Exercise directions: Each record below is to be output unchanged, and any picture is to be dropped.

Dataset entries
• • •

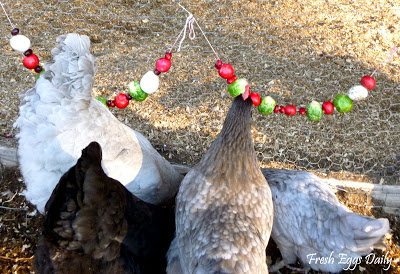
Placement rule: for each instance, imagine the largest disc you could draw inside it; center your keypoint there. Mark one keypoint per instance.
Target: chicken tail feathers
(73, 67)
(91, 155)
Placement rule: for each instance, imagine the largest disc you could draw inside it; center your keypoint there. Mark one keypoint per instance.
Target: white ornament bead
(358, 93)
(149, 82)
(20, 43)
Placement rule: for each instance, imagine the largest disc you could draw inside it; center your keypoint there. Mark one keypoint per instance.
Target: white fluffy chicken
(311, 223)
(59, 117)
(224, 206)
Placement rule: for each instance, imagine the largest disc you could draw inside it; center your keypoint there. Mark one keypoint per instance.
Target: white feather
(59, 117)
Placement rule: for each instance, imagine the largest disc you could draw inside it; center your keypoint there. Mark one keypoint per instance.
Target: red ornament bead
(368, 82)
(121, 101)
(218, 64)
(31, 61)
(327, 107)
(15, 31)
(290, 110)
(163, 65)
(38, 69)
(226, 71)
(256, 98)
(232, 79)
(28, 52)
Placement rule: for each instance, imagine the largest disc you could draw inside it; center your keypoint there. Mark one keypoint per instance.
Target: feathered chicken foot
(280, 264)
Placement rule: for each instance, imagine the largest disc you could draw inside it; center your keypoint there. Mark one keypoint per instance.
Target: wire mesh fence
(294, 51)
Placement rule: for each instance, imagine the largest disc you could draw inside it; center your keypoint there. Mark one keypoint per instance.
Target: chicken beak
(246, 93)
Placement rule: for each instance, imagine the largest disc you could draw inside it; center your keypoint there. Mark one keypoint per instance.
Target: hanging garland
(149, 83)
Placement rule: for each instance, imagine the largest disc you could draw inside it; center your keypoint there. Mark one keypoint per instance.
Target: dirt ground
(20, 228)
(294, 50)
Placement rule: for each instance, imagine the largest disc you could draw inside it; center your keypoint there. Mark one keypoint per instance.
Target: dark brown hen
(224, 207)
(94, 224)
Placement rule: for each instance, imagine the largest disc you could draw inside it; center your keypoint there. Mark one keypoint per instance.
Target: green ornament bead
(314, 111)
(136, 91)
(343, 103)
(102, 100)
(267, 105)
(238, 87)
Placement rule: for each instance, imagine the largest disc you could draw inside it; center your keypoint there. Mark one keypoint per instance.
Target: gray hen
(95, 225)
(224, 206)
(309, 219)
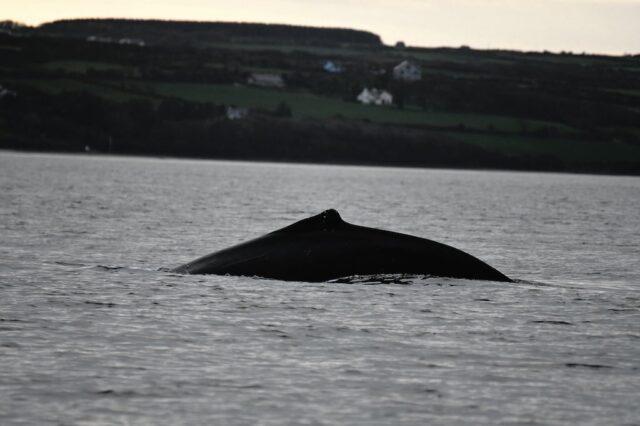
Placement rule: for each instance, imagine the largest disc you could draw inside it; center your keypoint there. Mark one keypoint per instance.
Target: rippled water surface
(92, 332)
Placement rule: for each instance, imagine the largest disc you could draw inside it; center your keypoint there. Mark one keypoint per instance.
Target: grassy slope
(563, 149)
(315, 106)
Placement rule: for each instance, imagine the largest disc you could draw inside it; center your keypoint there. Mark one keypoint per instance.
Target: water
(91, 332)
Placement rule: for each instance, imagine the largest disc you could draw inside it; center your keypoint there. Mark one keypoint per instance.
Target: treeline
(199, 33)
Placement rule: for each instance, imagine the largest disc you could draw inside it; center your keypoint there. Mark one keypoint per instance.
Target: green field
(81, 67)
(308, 105)
(564, 149)
(60, 85)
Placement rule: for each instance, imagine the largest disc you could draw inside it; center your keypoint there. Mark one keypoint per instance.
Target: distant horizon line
(462, 46)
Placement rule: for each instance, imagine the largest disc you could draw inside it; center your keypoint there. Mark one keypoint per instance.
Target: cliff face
(198, 33)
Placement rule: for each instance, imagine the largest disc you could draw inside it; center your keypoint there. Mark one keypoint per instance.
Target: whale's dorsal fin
(326, 221)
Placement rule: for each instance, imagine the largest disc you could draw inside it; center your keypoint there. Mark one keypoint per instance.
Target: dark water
(92, 333)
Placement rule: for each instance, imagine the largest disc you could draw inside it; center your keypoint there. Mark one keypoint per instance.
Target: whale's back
(324, 247)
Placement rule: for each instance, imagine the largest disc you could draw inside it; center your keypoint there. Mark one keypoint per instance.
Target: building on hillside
(375, 97)
(132, 41)
(266, 80)
(333, 67)
(407, 71)
(4, 92)
(99, 39)
(236, 113)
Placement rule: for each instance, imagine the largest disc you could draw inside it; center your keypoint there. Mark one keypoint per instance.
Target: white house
(375, 97)
(333, 67)
(266, 80)
(407, 71)
(6, 92)
(133, 41)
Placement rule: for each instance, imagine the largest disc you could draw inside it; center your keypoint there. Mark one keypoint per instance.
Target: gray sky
(599, 26)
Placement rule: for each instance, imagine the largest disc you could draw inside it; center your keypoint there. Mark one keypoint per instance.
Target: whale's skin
(324, 247)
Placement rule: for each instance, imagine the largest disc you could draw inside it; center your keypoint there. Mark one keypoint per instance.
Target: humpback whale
(325, 247)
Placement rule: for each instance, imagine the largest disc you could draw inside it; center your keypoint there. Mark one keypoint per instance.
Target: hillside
(471, 108)
(202, 34)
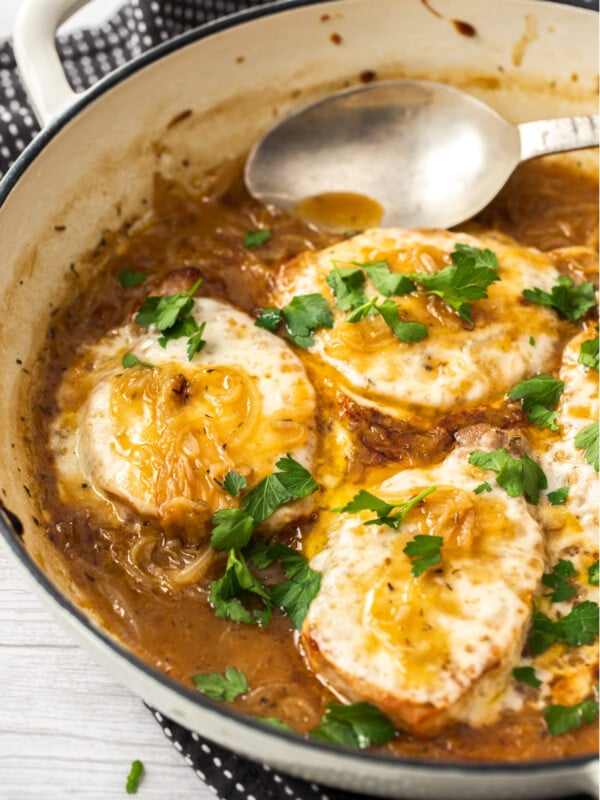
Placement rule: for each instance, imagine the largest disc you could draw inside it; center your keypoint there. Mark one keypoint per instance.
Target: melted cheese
(159, 441)
(441, 645)
(452, 365)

• • •

Written solution:
Placement rule: for each instance, imagine the largest disc you could draw inside it; center your keypoint there. Mark one keypoint per instance.
Target: chicken tail feathers
(73, 67)
(91, 155)
Placement rule: for each instance, imagine the largest disc you could draw inside it; center your keypoint there. Mark one keypoint per instance.
Target: white ornament bead
(358, 93)
(149, 82)
(20, 43)
Placement rule: for each instance, imagine the largest disc you could draw inside it; center your keypoint there. Mark one keypoint per instance.
Target: white fluffy chicken
(311, 223)
(59, 117)
(224, 206)
Placement rule: for each instance, imagine the largest disc you could draw inside it; center your keypoint there. Mark one keypoint per instance.
Target: white feather
(59, 117)
Placement rule: for each instance, imagine the largest disc you could draw inside it; center your keypoint there. Mark one keypoint per instance.
Target: red ornament bead
(368, 82)
(121, 101)
(218, 64)
(31, 61)
(327, 107)
(15, 31)
(290, 110)
(163, 65)
(38, 69)
(226, 71)
(256, 98)
(232, 79)
(28, 52)
Placement rule: for each instance, imagine the largest disc you could draw inside it; center your keypoint there. Mark one keypoint per instance.
Target: feathered chicken foot
(280, 264)
Placement rule: for each instance, imagine the largest disc you could draw inside it; center your keypoint there. Mark one keypoint per instance.
Target: wire mesh fence
(294, 51)
Placement rule: for each instance, imagine the largest disc you could draw inside it; center your keypoint there. Mark one keypoint per instance.
Target: chicken beak
(246, 93)
Placement rule: for each instance, imagine the largest disc you could draw inside it; center your keypoint there. Mark one keypoint per instance.
Target: hanging garland
(149, 83)
Placement rule: for each instance, imagine the largest disc you could draw inside it; center your keypoint there. Mark one keypoint per instance.
Target: dirt ground
(20, 228)
(294, 50)
Placement rule: for each instance, imagine the largest disc you could draw inside it; center your keypoint there. Mark one keypoint per instance.
Target: dark brown hen
(224, 207)
(94, 224)
Placement rule: for each instance, imagine the largest disc you could draw inside it; center your keypoint there. Mark one keypoint per instance.
Target: green ornament bead
(314, 111)
(136, 91)
(343, 103)
(102, 100)
(267, 105)
(238, 87)
Placement rule: for each instance, imagine the largest disc you could draw inside it; center your keypoint there. Mark one keypoint per instance.
Target: gray hen
(95, 225)
(224, 206)
(309, 219)
Placement rule: for each instance, imagine the largest disc you could draw inside it; center your keypoint there. Mark one keypoint per instance.
Target: rippled water surface
(92, 332)
Placement rule: for each instance, imagine the largest disc you could draw inside it; center your keypoint there. Mark one keypoint per instance.
Target: grassy slope
(563, 149)
(315, 106)
Placement rule: for each instance, imagine the largest disc you could draw inside it; center your keypoint there. Mark one keypoint per instance.
Target: water
(91, 332)
Placement rule: for each instance, imagine the largest disc you could draw inside it; center your keypoint there. Mark one keypoint per instance.
Target: treeline
(199, 33)
Placement rule: for each instance, imagine the largest disc you could draw inside it; center your keypoint there. Mark one keypoint per instance.
Target: green field
(81, 67)
(308, 105)
(564, 149)
(60, 85)
Placement rule: for each instance, imagine the largest disc you could draw inside it; center your keypoint there. Mark one keypoint per instance.
Target: distant horizon line
(462, 46)
Placement rule: for each instance, imagine the largest disc you could draw inside it; center your keypoint there. Mark one keypoint per instance.
Target: cliff face
(198, 33)
Placement rule: for each instance, imagine the largest disc you could draw inside it; center your keypoint there. Mark one keypoint per instance.
Target: whale's dorsal fin
(326, 221)
Placement rule: for each instance, imagine the largest disc you could draw inside it; center your keypoint there. Mark one keypoint per instance.
Target: dark water
(92, 333)
Placement rule: for each instance, imagine the largest disc you could draw inside it; center your keypoint there. Mark one keypoint per instance.
Target: whale's back
(324, 247)
Placement rule: for each instance, imagine the largest disc you could draw inside it; center your keypoint there. Mark one keypoint per instance.
Target: building on hillside
(375, 97)
(132, 41)
(266, 80)
(333, 67)
(407, 71)
(4, 92)
(99, 39)
(236, 113)
Placement rule: for each instance, imagine the largest disc you could draw inside it; center your keypoint there. Mark one keypoint per instance.
Target: white house
(375, 97)
(333, 67)
(266, 80)
(407, 71)
(6, 92)
(133, 41)
Placement rule: for each instance, imagine the largest disc you could draw inside it; center your keypoint there. Mark one keypoint per instance.
Target: gray sky
(599, 26)
Placement rule: for each instance, imagine the largest disc you could draw inside it; center your keypoint there. Mark one keypoint per instance.
Target: whale's skin
(324, 247)
Placement rule: for each instance, imagine the largest disc you could draw inside it; center your keypoint there. Mark one keypoint per instance.
Target: humpback whale
(325, 247)
Placement rule: for each instance, imagine the largest disc you could draw inside it; center your keypoint there. Mark one keypoint per instance.
Target: hillside
(471, 108)
(202, 34)
Placement rule: for each instance, imagine the largest disc you could draw inside it; center your keypoint there. Mark one keypoint per instance.
Target: melted cheese
(159, 441)
(441, 645)
(452, 365)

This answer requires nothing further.